» Source document
Models

HomeClaw supports cloud LLMs (OpenAI, Gemini, DeepSeek, etc. via LiteLLM) and local LLMs (llama.cpp, GGUF). You can use one or both; main and embedding model are configured separately. Cloud and local can work together for better capability and cost. Multimodal (images, audio, video) works with both cloud (e.g. Gemini, GPT-4o) and local models (e.g. Qwen2-VL with mmproj)—tested with both; all work well.

Cloud models

In config/core.yml, under cloud_models, add entries with id, path (LiteLLM model name, e.g. openai/gpt-4o, gemini/gemini-2.5-flash), host, port, and api_key_name (e.g. OPENAI_API_KEY, GEMINI_API_KEY).
API key: You can set the API key in either of two ways:
Environment variable (recommended): Set the variable with that name where Core runs (e.g. export GEMINI_API_KEY=...). Keeps keys out of config files.
In core.yml: Under the same cloud model entry, you can set api_key: "your-key" (e.g. for convenience or local testing). For production or shared repos, prefer environment variables.
Set main_llm or embedding_llm to e.g. cloud_models/OpenAI-GPT4o or cloud_models/Gemini-2.5-Flash.

Supported providers include OpenAI, Google Gemini, DeepSeek, Anthropic, Groq, Mistral, xAI, OpenRouter, and more. See LiteLLM docs.

Local models

Run GGUF models via a llama.cpp server. Place model files in a models/ directory (or path set by model_path in config/core.yml).
In config/core.yml, under local_models, add entries with id, path (relative to model_path), host, port. Set main_llm and embedding_llm to e.g. local_models/<id>.
Copy llama.cpp's binary distribution into llama.cpp-master/<platform>/ for your device type (mac/, win_cuda/, linux_cpu/, etc.; see llama.cpp-master/README.md in the repo). Used for both main and embedding local models. Then start the llama.cpp server(s) for each model.

» Exercise data

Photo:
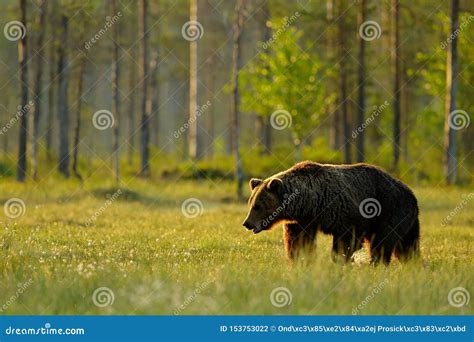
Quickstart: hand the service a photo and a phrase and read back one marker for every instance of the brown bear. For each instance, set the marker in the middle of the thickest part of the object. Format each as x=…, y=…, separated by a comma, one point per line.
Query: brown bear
x=353, y=203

» Task 1
According to the HomeClaw models page, where should GGUF model files be placed?
» Task 2
Write what comes next in the HomeClaw models documentation, continuing after its last sentence.

» Task answer 1
In a models/ directory, or in the path set by model_path in config/core.yml.

» Task answer 2
Use cloud and local together

You can use a cloud model for chat and a local model for embedding (or the other way around). Set main_llm and embedding_llm to the appropriate cloud_models/<id> or local_models/<id>. Cloud and local can work together for better capability and cost. Switch at runtime via CLI: llm cloud (cloud) or llm set (local), or by editing config/core.yml and restarting Core. You can also switch from the Companion app (Manage Core → LLM).

Multimodal (images, audio, video)

Cloud: Gemini, GPT-4o, and other providers support images (and often audio/video). Set main_llm to e.g. cloud_models/Gemini-2.5-Flash in config/core.yml. Gemini works well for multimodal; tested with both cloud and local.
Local: Use a vision-capable model (e.g. Qwen2-VL, LLaVA) with mmproj in config/core.yml under local_models. Set supported_media: [image] (or [image, audio, video] if the model supports it).
The Companion app and WebChat can send images and files; Core converts them to the format the model expects (e.g. data URL for vision APIs).

Tested configurations

These are example configurations we have tested. You can use them as a starting point or mix local and cloud.

Local models (tested)

Use	Model	Notes
Main (chat + vision)	Qwen3VL-4B — small 4B model with vision (mmproj)	`local_models/main_vl_model_4B` in core.yml; path: `Qwen3VL-4B-Instruct-Q4_K_M.gguf`, mmproj: `mmproj-Qwen3VL-4B-Instruct-F16.gguf`; port 5023. supported_media: [image] for Companion/WebChat images.
Embedding	Qwen3-Embedding-0.6B	`local_models/embedding_text_model`; path: `Qwen3-Embedding-0.6B-Q8_0.gguf`; port 5066.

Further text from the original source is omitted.